### Selected text
Films by Alice Guy lost and found

Across the Mexican LineAcross the Mexican Line


When it comes to saving silent films, we all have to accept that we win some and we lose some. In the last few months we have discovered that one known film of Alice Guy's, Across the Mexican Line was too faded to preserve,  a great loss for scholars of early cinema. But three other recently found films are well on their way to being saved.


Across the Mexican Line, (Solax 1911) which I attribute to Guy as director based on the date of release and stylistic choices, was described by one reviewer as follows:

“Across the Mexican Line” (Solax): This story is based upon the imbroglio in Mexico.  It details a love story, coupled with the thrilling adventures of a woman spy.  Apparently the Mexican general did not get the information he wanted, and the prisoner was recaptured by the American troops.  The climbing of a telegraph pole and sending a message from its top is a novel stunt, which pleased the audience.  The situations are also interesting.


    The  "imbroglio" of course, refers to the Mexican Revolution led by Pancho Villa. “The situation” referred to is an interracial romance.  Across the Mexican Line was probably shot in the vicinity of the Gaumont Flushing studio in Queens, N.Y., The NFTVA has had the film elements for years, but when they finally tried to preserve the film so that it could be exhibited they discovered it was unsalvageable. It's a terrible loss, because the unique story elements would have made it a very interesting film to study.

### The exercise
Reproduce the stretch of the article on Alice Guy's films from "Films by Alice" through "to being saved.".

(Image object location entries)
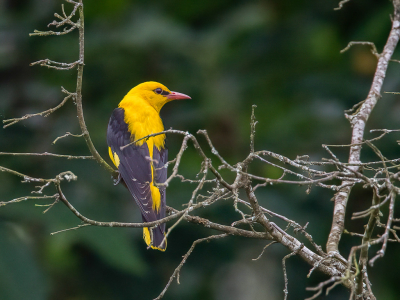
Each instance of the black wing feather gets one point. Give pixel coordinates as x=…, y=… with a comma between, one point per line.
x=135, y=169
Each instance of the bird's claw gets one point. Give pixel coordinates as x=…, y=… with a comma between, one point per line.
x=118, y=180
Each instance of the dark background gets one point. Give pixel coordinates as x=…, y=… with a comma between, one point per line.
x=282, y=56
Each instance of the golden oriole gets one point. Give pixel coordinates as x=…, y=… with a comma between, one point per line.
x=142, y=164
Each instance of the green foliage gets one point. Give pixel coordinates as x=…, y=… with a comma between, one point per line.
x=282, y=56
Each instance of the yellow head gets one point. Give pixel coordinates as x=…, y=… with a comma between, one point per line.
x=156, y=94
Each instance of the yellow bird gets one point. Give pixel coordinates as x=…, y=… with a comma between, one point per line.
x=142, y=165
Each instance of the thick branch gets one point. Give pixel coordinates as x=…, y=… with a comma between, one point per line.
x=358, y=122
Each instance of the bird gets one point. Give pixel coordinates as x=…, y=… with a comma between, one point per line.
x=142, y=165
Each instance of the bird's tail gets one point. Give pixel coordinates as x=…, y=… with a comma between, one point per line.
x=155, y=239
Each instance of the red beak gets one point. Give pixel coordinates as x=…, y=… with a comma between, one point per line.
x=177, y=96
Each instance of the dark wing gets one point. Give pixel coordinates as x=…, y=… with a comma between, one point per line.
x=160, y=159
x=134, y=166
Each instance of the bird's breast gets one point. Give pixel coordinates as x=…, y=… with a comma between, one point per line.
x=143, y=121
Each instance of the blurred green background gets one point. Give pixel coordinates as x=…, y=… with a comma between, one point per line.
x=282, y=56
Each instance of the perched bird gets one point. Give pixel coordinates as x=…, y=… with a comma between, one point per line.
x=141, y=165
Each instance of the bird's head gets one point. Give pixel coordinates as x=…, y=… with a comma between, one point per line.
x=157, y=94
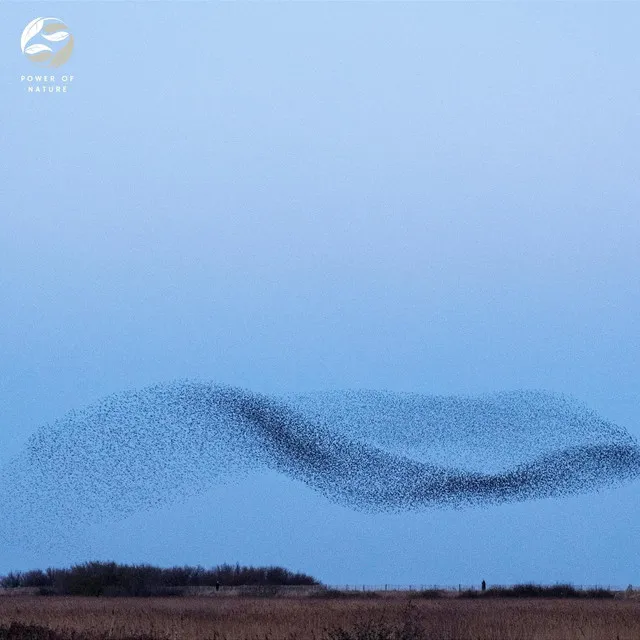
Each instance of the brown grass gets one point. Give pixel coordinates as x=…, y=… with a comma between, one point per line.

### Result of this exercise
Films by Alice Guy lost and found

Across the Mexican LineAcross the Mexican Line


When it comes to saving silent films, we all have to accept that we win some and we lose some. In the last few months we have discovered that one known film of Alice Guy's, Across the Mexican Line was too faded to preserve,  a great loss for scholars of early cinema. But three other recently found films are well on their way to being saved.